Source excerpt ->
***
The jury returned a verdict in favor of the City. Du Jardin moved for a new trial based on prejudicial misconduct of defense counsel during closing argument. The trial court denied the motion, but the appellate court reversed, finding that, “Counsel has appealed directly to the jurors’ personal passions and prejudices.” (Id. at p. 179.)

We conclude, as did the trial court here, that District counsel’s comments that Ramirez was seeking a “taxpayer bailout” are as deliberate an attempt to “appeal to the social or economic prejudices of the jury” as were the counsel’s comments in Du Jardin, and are as prejudicial. While the appellate court in Du Jardin focused on counsel’s appeal to the possible loss of public services that would result from any award coming directly from the school district’s budget, the court was also very clear that “Argument which has no relevance to issues in a case and which is a transparent attempt to appeal to jurors’ emotions is clearly misconduct.” (Id. at pp. 179-180.) The subject of taxpayer bailouts has absolutely no relevance to whether Ramirez was injured by any failure by the District to remove mud from its sidewalk and, in our view, could only be an attempt to appeal to the jurors’ emotions.
***
Entries from a dataset ->

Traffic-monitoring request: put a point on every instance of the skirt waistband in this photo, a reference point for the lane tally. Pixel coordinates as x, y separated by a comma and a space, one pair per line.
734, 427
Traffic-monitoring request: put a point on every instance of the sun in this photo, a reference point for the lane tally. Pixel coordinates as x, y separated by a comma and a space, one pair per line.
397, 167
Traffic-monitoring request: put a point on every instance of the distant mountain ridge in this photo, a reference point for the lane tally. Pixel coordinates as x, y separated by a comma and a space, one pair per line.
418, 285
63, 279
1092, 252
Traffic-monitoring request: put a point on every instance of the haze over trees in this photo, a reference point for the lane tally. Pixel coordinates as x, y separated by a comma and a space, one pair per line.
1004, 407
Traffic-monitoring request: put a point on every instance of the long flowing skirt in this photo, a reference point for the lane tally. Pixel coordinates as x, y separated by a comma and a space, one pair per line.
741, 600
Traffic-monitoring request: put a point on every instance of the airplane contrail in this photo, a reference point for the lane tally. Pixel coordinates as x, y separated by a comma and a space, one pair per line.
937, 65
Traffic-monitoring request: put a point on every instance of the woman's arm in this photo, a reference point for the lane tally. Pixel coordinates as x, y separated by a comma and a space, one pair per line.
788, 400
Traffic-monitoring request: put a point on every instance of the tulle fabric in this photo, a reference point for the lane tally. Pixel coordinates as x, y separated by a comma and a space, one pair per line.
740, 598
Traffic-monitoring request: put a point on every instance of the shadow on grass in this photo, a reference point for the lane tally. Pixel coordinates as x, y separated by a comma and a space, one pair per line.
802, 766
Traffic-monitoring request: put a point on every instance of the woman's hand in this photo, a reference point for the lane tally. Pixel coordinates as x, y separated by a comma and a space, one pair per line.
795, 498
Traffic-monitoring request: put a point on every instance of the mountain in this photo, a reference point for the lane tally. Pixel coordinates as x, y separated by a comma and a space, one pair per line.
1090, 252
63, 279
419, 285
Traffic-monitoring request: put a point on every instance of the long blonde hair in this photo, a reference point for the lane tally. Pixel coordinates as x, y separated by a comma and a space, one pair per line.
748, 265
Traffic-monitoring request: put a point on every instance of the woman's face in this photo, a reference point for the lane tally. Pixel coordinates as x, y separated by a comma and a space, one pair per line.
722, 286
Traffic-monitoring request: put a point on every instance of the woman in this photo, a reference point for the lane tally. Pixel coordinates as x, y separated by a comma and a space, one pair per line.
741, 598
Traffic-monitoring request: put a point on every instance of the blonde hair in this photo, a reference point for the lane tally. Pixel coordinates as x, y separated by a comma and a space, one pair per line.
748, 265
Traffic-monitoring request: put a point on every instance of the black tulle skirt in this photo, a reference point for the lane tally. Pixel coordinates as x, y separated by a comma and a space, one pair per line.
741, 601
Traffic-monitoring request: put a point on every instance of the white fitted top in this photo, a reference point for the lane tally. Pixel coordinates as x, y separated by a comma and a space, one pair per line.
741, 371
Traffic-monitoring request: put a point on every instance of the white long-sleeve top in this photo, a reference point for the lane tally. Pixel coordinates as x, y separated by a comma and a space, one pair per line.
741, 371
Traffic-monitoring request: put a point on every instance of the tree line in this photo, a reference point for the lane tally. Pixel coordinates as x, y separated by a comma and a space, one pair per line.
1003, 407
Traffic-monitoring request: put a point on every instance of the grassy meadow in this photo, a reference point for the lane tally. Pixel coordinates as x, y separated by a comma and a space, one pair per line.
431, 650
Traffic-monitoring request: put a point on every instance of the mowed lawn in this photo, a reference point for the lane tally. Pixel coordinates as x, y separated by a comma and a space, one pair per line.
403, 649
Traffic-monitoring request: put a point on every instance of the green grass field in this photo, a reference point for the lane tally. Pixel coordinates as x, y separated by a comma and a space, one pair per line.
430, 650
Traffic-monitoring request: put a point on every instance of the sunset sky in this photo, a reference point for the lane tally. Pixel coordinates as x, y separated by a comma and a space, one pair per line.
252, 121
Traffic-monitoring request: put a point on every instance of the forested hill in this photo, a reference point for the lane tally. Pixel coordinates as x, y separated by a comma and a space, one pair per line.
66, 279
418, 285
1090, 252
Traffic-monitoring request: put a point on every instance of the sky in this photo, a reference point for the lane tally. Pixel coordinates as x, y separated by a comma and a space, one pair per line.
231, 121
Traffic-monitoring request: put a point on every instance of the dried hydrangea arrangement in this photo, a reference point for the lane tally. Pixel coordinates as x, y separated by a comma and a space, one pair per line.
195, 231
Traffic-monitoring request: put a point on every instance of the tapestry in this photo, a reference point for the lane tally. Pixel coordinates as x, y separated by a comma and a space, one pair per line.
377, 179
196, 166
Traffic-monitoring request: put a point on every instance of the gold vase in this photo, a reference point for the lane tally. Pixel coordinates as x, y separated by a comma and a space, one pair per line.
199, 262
***
Requirements ->
1/ List every passage that the opinion excerpt sets in quotation marks.
2/ According to the opinion excerpt, on what basis did Du Jardin move for a new trial?

Expected outputs ->
1/
- "Counsel has appealed directly to the jurors' personal passions and prejudices."
- "taxpayer bailout"
- "appeal to the social or economic prejudices of the jury"
- "Argument which has no relevance to issues in a case and which is a transparent attempt to appeal to jurors' emotions is clearly misconduct."

2/ Prejudicial misconduct of defense counsel during closing argument.